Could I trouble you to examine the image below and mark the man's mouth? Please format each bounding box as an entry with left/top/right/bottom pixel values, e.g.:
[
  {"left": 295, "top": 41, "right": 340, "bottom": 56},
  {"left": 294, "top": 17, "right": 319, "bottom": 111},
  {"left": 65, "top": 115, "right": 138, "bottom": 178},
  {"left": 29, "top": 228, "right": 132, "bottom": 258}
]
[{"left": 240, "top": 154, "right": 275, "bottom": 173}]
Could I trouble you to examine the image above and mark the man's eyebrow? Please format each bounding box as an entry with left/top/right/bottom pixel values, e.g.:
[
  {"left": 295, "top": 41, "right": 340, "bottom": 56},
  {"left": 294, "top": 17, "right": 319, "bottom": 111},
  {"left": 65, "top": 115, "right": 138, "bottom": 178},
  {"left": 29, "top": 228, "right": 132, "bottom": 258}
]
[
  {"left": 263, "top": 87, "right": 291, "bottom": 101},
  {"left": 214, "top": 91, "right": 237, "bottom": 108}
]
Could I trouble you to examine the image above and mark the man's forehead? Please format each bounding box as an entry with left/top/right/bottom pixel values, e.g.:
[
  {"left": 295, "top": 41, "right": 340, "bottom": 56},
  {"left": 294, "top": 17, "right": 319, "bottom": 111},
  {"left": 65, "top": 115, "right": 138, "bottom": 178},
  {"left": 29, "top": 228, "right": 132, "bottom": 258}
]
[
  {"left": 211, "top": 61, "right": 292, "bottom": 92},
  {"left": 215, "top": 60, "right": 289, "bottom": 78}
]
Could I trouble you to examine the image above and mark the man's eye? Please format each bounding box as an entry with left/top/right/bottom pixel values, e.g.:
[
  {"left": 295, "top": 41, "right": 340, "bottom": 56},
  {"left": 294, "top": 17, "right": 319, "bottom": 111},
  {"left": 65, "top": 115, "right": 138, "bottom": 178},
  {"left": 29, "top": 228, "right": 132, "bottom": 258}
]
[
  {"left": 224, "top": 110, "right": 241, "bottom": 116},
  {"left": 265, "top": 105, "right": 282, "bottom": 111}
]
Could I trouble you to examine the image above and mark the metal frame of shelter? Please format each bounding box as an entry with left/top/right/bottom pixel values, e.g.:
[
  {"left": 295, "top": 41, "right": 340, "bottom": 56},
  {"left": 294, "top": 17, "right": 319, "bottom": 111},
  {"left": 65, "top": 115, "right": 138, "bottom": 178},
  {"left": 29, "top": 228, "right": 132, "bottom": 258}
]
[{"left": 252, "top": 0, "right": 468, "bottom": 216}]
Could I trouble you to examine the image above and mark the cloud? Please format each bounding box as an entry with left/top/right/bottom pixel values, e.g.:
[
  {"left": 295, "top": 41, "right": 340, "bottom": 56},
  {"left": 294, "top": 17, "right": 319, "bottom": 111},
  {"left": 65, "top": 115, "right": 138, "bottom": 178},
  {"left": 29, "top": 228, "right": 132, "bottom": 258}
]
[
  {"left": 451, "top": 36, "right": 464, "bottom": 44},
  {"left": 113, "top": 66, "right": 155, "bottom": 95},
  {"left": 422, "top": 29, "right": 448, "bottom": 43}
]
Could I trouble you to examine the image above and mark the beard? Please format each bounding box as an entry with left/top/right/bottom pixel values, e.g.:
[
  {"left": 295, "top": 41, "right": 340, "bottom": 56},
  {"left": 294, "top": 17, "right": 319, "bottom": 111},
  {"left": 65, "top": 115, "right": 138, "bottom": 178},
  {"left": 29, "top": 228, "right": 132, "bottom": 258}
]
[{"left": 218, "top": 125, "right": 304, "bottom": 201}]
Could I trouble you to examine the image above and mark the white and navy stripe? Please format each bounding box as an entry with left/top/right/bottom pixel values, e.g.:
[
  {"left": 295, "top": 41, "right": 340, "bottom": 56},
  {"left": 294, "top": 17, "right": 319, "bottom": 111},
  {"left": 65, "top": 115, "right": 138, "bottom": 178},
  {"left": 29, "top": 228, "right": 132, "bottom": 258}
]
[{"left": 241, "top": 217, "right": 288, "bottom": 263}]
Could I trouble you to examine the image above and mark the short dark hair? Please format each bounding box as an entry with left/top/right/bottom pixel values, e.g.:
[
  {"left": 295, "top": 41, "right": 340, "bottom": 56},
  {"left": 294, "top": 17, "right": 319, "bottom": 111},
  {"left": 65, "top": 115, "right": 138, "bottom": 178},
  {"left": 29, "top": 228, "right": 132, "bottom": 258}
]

## Problem details
Restate the entries above word for word.

## Answer to the exercise
Could I trouble you to examine the image below and mark the man's mouth? Please format each bounding box as an entry with left/top/right/bottom pixel values, e.g.:
[
  {"left": 295, "top": 41, "right": 340, "bottom": 56},
  {"left": 294, "top": 17, "right": 319, "bottom": 111},
  {"left": 65, "top": 115, "right": 138, "bottom": 178},
  {"left": 29, "top": 228, "right": 132, "bottom": 258}
]
[{"left": 240, "top": 154, "right": 275, "bottom": 173}]
Could I trouble you to examine the image above and mark the man's eyebrow? Please format each bounding box as an entry with left/top/right/bottom pixel values, e.g.:
[
  {"left": 295, "top": 41, "right": 340, "bottom": 56},
  {"left": 294, "top": 17, "right": 319, "bottom": 111},
  {"left": 65, "top": 115, "right": 138, "bottom": 178},
  {"left": 29, "top": 228, "right": 132, "bottom": 258}
]
[
  {"left": 263, "top": 87, "right": 291, "bottom": 101},
  {"left": 214, "top": 91, "right": 237, "bottom": 108}
]
Could I trouble you to examine the image above and mark the man's forehead? Please format each bounding box as an entry with left/top/right/bottom pixel values, e.g.:
[
  {"left": 295, "top": 41, "right": 340, "bottom": 56},
  {"left": 294, "top": 17, "right": 319, "bottom": 111},
  {"left": 65, "top": 115, "right": 138, "bottom": 178},
  {"left": 29, "top": 228, "right": 132, "bottom": 258}
]
[
  {"left": 211, "top": 61, "right": 292, "bottom": 92},
  {"left": 215, "top": 60, "right": 289, "bottom": 78}
]
Could I trouble you to examine the image above and mark the man's eye? Please format each bounding box as an entry with left/top/right/bottom pixel values, e.g.:
[
  {"left": 295, "top": 41, "right": 340, "bottom": 56},
  {"left": 294, "top": 17, "right": 319, "bottom": 111},
  {"left": 65, "top": 115, "right": 138, "bottom": 178},
  {"left": 29, "top": 228, "right": 132, "bottom": 258}
]
[
  {"left": 224, "top": 110, "right": 241, "bottom": 116},
  {"left": 265, "top": 105, "right": 282, "bottom": 111}
]
Could I trouble you to examine the image above and mark the metal frame of shelter? Please format each bounding box as an entry with left/top/right/bottom pixel values, e.g.:
[
  {"left": 295, "top": 41, "right": 340, "bottom": 56},
  {"left": 294, "top": 17, "right": 319, "bottom": 111},
  {"left": 65, "top": 115, "right": 138, "bottom": 178},
  {"left": 29, "top": 228, "right": 132, "bottom": 258}
]
[{"left": 252, "top": 0, "right": 468, "bottom": 216}]
Could I trouble you to examine the image above and mark the cloud? Please format each bounding box as an entry with left/top/right/bottom pixel values, e.g.:
[
  {"left": 295, "top": 41, "right": 340, "bottom": 56},
  {"left": 294, "top": 17, "right": 319, "bottom": 111},
  {"left": 65, "top": 115, "right": 138, "bottom": 178},
  {"left": 29, "top": 228, "right": 132, "bottom": 258}
]
[
  {"left": 451, "top": 36, "right": 464, "bottom": 44},
  {"left": 113, "top": 66, "right": 155, "bottom": 95},
  {"left": 422, "top": 29, "right": 448, "bottom": 43}
]
Could I trouble you to examine the image above and mark the beard? Please format each bounding box as an entry with left/top/right/bottom pixel values, e.g.:
[
  {"left": 295, "top": 41, "right": 340, "bottom": 56},
  {"left": 294, "top": 17, "right": 319, "bottom": 111},
  {"left": 65, "top": 115, "right": 138, "bottom": 178},
  {"left": 29, "top": 228, "right": 132, "bottom": 258}
]
[{"left": 218, "top": 125, "right": 304, "bottom": 201}]
Could I trouble you to examine the image above and mark the white and navy stripe? Please format each bounding box as an entry with left/top/right/bottom pixel values, e.g.:
[
  {"left": 295, "top": 41, "right": 340, "bottom": 56},
  {"left": 294, "top": 17, "right": 319, "bottom": 111},
  {"left": 65, "top": 115, "right": 138, "bottom": 178},
  {"left": 29, "top": 228, "right": 132, "bottom": 258}
]
[{"left": 241, "top": 217, "right": 288, "bottom": 263}]
Could I trouble you to examine the image above and mark the short dark hair? Please format each bounding box as an entry with left/top/right/bottom pixel values, e.g.:
[
  {"left": 295, "top": 41, "right": 340, "bottom": 56},
  {"left": 294, "top": 17, "right": 319, "bottom": 111},
  {"left": 65, "top": 115, "right": 138, "bottom": 178},
  {"left": 29, "top": 228, "right": 132, "bottom": 258}
]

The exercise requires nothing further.